### Problem details
Reproduce every line of the records below verbatim, in the same order.

### Data rows
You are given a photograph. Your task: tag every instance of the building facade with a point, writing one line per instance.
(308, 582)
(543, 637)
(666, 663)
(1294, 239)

### Answer for the task
You are given a photograph. Your task: tag every instance of the building facade with a point, writing one line per instance.
(308, 582)
(543, 637)
(666, 663)
(1294, 239)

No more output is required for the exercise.